- To be done:
Convert the material from the line with "Identify dark water" to the line with "[847,132,891,149]", both included, into a two-column CSV headed instruction and output, with one row for each instruction and its answer. Put every field in quotation marks, replace line breaks inside a field with spaces, and omit the pictures.

- Provided records:
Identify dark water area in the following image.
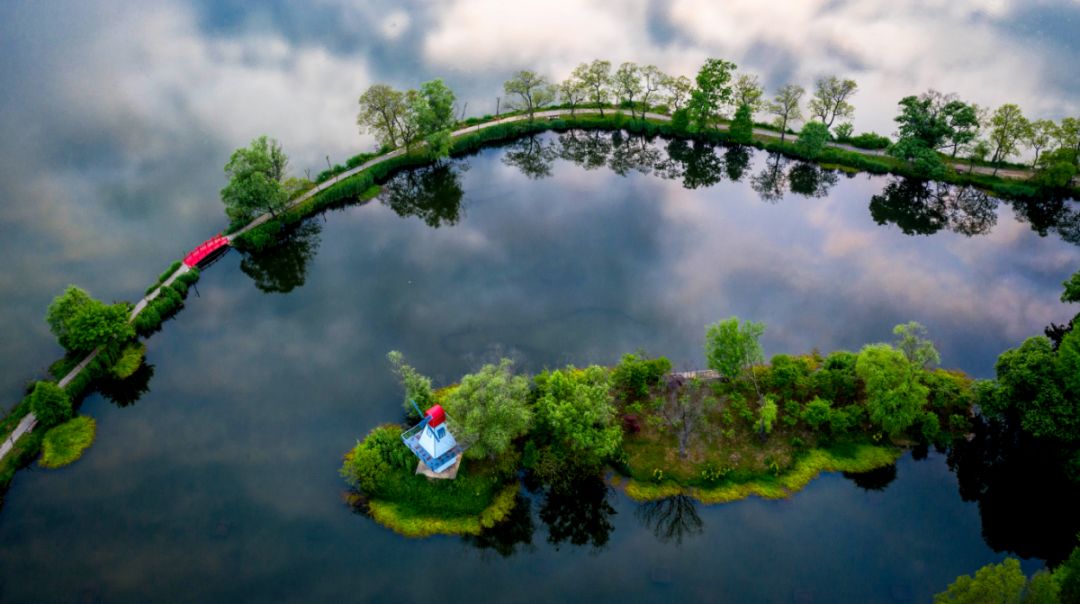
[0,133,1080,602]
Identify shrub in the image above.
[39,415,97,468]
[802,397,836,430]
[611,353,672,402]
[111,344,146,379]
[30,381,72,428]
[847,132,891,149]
...
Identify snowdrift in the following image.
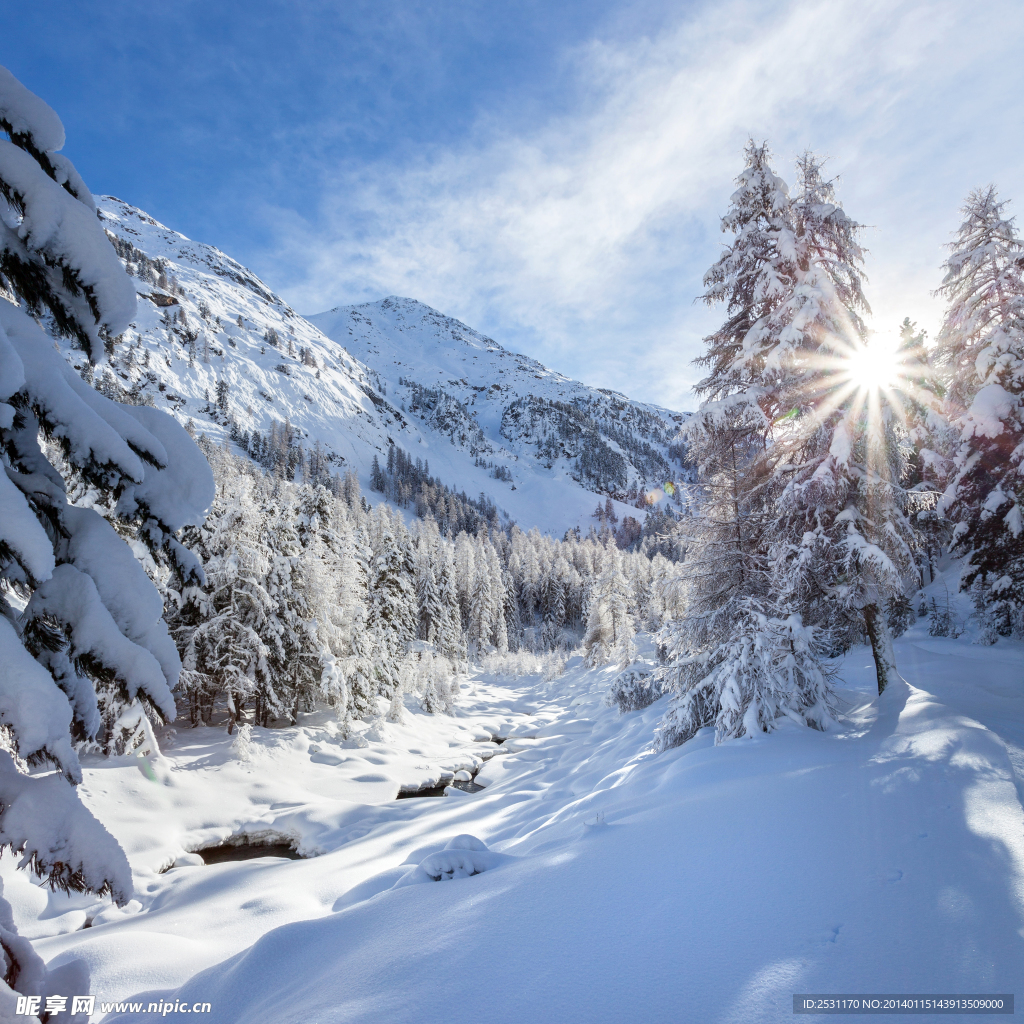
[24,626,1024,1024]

- Exercise solution:
instruction,output
"Identify dark water area in the following image.","[0,133,1080,602]"
"Identify shrub in the image above.","[39,415,97,468] [802,397,836,430] [611,353,672,402] [111,344,146,379] [30,381,72,428] [847,132,891,149]"